##### Brano estratto #####

Non solo. Anche secondo l’Osservatorio sui Conti Pubblici Italiani (Ocp dell’Università Cattolica) che elabora i dati del MEF, sebbene il tempo medio delle controversie in primo grado, ossia nelle Commissioni tributarie provinciali, sia effettivamente diminuito, ci vogliono pur sempre troppi giorni perché le controversie si risolvano, rispetto agli altri Paesi Ue, ossia oltre 600. Mentre ce ne vogliono addirittura 900 quando la competenza passa alle Commissioni tributarie regionali, dove il tempo medio è addirittura aumentato del 53%. Circa la metà del contenzioso non proviene dall’Agenzia delle Entrate, bensì dagli Enti territoriali. Infine il valore delle controversie sotto ai 50mila è quasi l’80% del totale.

«Troppe liti di poco conto che costano lavoro agli enti preposti all’accertamento e alla riscossione  e spesso senza successo e senza valutazione effettiva delle loro performance – spiega al Settimanale Fabio Venegoni, partner commercialista dello Studio Associato Trotter, che ha una storica esperienza nella gestione delle controversie di natura tributaria – I tempi di accertamento con il Covid si sono sempre più dilatati e quelli gestiti da remoto hanno reso tutto ancora più lento e farraginoso. L’azione dovrebbe essere fondata su motivi validi, concreti e che portino a risultati ragionevoli. Questo impegno dovrebbe essere nella nuova agenda del Governo per far evitare di coltivare vertenze inutili e onerose».

Venegoni fa riferimento a casistiche vessatorie ricorrenti a carico di imprese che spesso non hanno strumenti per ottemperare alle richieste di accertamento, che talvolta non sono appropriate o non rientrano tra i compiti previsti dalle normative di riferimento per le filiere industriali.

##### Dati forniti #####

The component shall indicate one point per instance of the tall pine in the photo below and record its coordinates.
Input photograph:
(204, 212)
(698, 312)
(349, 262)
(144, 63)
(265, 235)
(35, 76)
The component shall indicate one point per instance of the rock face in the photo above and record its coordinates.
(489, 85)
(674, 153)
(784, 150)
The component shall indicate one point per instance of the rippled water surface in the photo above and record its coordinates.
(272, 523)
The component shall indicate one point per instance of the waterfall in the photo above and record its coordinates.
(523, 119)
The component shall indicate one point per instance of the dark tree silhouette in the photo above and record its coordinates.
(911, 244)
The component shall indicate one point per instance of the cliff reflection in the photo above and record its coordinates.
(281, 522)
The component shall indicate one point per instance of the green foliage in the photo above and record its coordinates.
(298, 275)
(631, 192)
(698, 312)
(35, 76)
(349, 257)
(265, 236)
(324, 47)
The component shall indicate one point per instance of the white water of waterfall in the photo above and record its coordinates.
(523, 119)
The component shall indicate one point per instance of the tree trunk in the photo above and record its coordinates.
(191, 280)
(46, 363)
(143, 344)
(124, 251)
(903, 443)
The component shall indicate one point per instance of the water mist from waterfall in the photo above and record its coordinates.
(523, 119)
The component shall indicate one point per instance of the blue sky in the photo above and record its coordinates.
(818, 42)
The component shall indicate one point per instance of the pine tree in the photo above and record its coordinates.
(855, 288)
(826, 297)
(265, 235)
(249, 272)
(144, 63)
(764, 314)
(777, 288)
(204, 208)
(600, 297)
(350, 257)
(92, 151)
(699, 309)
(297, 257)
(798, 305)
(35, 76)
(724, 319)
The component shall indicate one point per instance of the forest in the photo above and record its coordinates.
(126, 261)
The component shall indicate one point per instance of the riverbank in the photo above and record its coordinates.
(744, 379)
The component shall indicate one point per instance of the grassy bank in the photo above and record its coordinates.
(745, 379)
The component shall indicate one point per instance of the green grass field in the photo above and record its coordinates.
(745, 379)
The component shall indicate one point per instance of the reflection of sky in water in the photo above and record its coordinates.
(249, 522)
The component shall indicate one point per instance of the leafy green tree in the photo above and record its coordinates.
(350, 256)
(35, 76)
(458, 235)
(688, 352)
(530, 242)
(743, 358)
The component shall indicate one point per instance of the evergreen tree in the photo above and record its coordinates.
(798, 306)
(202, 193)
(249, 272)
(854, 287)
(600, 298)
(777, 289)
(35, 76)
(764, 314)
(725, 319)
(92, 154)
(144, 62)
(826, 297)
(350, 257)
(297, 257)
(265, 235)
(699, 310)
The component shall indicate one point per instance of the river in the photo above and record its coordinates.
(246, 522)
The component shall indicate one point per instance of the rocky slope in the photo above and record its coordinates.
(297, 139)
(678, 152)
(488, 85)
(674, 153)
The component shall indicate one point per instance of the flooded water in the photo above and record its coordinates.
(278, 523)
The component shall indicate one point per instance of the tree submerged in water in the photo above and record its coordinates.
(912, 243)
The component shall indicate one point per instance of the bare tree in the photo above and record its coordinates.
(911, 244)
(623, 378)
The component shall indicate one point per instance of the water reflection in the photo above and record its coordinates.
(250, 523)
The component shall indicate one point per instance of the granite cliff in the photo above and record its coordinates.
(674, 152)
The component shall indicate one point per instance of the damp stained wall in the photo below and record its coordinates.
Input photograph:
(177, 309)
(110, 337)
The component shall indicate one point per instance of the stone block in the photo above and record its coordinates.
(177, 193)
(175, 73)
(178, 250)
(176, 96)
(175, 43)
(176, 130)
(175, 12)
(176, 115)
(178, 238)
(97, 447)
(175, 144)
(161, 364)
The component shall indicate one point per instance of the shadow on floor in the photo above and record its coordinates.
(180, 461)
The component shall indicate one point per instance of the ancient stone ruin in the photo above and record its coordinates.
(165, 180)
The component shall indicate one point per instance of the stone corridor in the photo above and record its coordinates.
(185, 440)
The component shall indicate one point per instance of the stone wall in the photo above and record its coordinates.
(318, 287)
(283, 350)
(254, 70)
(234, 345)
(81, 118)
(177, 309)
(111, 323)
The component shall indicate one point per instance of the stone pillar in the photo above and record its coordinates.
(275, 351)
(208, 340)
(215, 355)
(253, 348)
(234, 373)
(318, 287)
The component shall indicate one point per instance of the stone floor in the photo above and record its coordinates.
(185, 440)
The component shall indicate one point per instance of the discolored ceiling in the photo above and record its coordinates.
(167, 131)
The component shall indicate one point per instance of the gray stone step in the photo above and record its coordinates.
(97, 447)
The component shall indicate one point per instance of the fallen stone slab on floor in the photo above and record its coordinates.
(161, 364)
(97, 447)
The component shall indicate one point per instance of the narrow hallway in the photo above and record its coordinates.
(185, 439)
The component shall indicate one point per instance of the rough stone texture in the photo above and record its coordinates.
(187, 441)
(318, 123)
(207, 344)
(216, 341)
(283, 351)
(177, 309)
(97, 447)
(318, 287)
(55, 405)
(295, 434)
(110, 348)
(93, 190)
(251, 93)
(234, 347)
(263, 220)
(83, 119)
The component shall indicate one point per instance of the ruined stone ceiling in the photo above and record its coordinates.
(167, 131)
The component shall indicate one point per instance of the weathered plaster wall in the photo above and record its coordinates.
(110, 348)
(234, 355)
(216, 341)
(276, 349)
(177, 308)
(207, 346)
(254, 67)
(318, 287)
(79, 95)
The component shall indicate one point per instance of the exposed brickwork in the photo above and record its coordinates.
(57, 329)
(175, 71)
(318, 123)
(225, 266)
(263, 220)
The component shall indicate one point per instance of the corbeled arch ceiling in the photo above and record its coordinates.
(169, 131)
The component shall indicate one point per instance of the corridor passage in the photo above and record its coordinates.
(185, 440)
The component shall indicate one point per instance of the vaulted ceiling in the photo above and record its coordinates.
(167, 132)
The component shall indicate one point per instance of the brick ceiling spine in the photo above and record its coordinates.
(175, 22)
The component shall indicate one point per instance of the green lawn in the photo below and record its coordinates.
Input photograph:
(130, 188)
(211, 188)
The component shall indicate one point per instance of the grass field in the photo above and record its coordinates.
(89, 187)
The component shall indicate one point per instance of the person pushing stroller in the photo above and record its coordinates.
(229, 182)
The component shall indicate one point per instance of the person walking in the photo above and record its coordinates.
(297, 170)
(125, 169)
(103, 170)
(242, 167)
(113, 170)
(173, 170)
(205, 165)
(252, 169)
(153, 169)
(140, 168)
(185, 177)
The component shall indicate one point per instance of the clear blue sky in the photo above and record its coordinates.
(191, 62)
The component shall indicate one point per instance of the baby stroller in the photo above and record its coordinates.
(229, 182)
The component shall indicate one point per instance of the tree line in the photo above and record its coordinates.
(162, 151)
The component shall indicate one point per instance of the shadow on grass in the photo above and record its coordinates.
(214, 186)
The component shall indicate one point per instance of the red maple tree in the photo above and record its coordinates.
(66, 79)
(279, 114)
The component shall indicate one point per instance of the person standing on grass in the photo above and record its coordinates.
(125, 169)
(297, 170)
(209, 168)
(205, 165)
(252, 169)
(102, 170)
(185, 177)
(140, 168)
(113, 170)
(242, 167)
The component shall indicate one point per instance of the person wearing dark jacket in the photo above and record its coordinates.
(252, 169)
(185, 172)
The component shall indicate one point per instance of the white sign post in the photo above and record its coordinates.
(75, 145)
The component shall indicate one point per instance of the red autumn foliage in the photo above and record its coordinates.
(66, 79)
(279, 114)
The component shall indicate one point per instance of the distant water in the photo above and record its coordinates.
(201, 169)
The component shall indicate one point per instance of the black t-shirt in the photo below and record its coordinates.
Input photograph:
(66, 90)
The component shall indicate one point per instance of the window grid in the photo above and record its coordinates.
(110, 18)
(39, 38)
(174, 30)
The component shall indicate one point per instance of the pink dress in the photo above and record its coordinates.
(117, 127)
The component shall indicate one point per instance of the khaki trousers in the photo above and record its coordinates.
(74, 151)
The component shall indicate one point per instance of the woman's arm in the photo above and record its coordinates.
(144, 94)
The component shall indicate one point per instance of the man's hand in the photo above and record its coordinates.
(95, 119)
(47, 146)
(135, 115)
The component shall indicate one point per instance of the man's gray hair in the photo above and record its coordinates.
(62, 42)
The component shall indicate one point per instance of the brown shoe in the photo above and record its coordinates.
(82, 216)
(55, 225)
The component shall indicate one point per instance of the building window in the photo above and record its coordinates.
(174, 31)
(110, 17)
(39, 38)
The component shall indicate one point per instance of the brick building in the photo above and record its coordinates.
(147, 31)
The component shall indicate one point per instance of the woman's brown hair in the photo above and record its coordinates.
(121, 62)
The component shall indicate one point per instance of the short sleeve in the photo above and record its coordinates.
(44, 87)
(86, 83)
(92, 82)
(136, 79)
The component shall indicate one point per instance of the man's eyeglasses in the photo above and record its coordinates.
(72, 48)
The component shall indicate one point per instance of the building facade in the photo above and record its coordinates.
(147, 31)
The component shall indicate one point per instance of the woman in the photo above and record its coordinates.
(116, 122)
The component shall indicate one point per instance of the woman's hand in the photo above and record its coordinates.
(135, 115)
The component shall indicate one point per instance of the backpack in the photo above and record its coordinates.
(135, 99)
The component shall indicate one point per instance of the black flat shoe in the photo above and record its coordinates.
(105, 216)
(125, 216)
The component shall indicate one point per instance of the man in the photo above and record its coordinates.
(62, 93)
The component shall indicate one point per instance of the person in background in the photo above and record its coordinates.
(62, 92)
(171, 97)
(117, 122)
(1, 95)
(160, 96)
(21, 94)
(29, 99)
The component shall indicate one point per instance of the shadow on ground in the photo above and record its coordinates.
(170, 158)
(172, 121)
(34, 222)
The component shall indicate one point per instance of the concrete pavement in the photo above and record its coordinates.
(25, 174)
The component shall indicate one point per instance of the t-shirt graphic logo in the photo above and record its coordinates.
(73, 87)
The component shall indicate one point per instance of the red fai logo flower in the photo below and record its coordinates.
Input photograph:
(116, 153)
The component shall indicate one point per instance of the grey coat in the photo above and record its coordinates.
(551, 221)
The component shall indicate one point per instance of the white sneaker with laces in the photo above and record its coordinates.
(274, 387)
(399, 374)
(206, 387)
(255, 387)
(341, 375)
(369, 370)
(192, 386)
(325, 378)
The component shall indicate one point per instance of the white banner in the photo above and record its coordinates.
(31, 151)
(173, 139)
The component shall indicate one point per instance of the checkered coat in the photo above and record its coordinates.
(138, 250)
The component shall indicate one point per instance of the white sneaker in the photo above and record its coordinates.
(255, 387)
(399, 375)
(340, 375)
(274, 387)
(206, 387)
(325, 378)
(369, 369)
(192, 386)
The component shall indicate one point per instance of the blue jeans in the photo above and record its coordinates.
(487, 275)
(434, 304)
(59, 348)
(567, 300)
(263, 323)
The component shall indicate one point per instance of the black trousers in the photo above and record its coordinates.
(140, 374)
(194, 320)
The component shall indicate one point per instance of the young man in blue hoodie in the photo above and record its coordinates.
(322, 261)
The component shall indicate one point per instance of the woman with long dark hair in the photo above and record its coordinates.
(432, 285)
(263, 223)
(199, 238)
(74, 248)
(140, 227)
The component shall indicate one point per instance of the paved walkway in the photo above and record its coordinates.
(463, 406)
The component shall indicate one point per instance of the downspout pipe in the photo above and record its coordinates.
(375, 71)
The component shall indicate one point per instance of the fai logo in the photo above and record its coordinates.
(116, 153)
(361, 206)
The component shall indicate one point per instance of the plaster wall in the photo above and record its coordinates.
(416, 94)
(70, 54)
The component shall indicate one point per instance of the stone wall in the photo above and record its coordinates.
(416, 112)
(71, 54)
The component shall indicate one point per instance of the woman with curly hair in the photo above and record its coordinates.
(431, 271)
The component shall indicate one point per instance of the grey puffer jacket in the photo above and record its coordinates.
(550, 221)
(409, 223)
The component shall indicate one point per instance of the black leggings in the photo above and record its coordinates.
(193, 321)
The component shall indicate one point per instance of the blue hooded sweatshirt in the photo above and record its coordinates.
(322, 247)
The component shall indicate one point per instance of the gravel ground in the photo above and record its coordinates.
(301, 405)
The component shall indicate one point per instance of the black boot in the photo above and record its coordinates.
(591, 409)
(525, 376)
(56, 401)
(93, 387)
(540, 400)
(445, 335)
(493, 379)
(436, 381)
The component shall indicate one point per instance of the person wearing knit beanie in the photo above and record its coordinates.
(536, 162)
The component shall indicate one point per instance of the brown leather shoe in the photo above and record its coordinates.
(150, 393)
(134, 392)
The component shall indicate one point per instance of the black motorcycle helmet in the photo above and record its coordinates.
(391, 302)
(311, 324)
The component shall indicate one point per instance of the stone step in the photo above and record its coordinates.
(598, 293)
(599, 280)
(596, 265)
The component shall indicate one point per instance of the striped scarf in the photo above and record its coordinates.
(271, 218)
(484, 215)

#####

■ Azione richiesta 1 ■
Rispondi a queste domande sul brano sul contenzioso tributario:
(a) Quanti giorni ci vogliono quando la competenza passa alle Commissioni tributarie regionali?
(b) Quale quota del totale rappresentano le controversie di valore sotto ai 50mila?
(c) Di quale studio è partner Fabio Venegoni?
■ Azione richiesta 2 ■
Riprendi il brano sul contenzioso tributario e proseguilo dopo la sua ultima frase.
Le voci del dataset provengono da un'altra fonte.

■ Risposta scritta 1 ■
(a) Ci vogliono addirittura 900 giorni.
(b) Quasi l'80% del totale.
(c) Dello Studio Associato Trotter.

■ Risposta scritta 2 ■
«Un caso su tutti è quello dell’impresa che riceve un accertamento sul mancato pagamento dell’Iva da parte di un subfornitore della sua catena di valore. È un paradosso. Una volta che l’impresa ha richiesto i Durc, le copie dei versamenti fiscali e contributivi ai diretti fornitori, non si può chiederle di effettuare anche una vigilanza su tutta la filiera, perché non rientra tra le sue prerogative».

Poi ci sono accertamenti ‘stagionali’, ossia a ridosso di una determinata agevolazione o incentivo, previsto da una norma in genere poco chiara o con un perimetro troppo largo, idonee a produrre facile contenzioso.

«Un esempio che ha prodotto diversi casi di accertamento, è quello sul credito d’imposta sulle attività di R&S. Diverse imprese lo hanno richiesto sulla base della legislazione vigente, introdotta dal legislatore con eccessiva disinvoltura salvo poi correggersi a fronte del rischio di subire una procedura di infrazione da parte della Ue, per la non conformità con le disposizioni del cosiddetto Manuale Frascati (documento che stabilisce la metodologia per raccogliere dati R&D nei Paesi Ocse, ndr). Quindi le imprese – specifica Venegoni – in assenza di regole precise sulle caratteristiche e sui parametri dei progetti di ricerca in oggetto, si sono trovate a pianificare la restituzione di importi anche significativi, per fortuna senza interessi e sanzioni, a seguito di un provvedimento correttivo. Il Mise, incaricato di esprimere il giudizio sulla conformità delle ricerche condotte dalle imprese si è trovato sommerso da migliaia di dossier; tant’è che da tempo si parla di una delega specifica ai dipartimenti universitari per la conformità dei progetti di ricerca ai cinque requisiti fondamentali del Manuale Frascati. Nel frattempo, il ministero dell’Economia ha invitato le agenzie del territorio ad avviare indagini e istruttorie, finalizzate ad avviare attività di accertamento».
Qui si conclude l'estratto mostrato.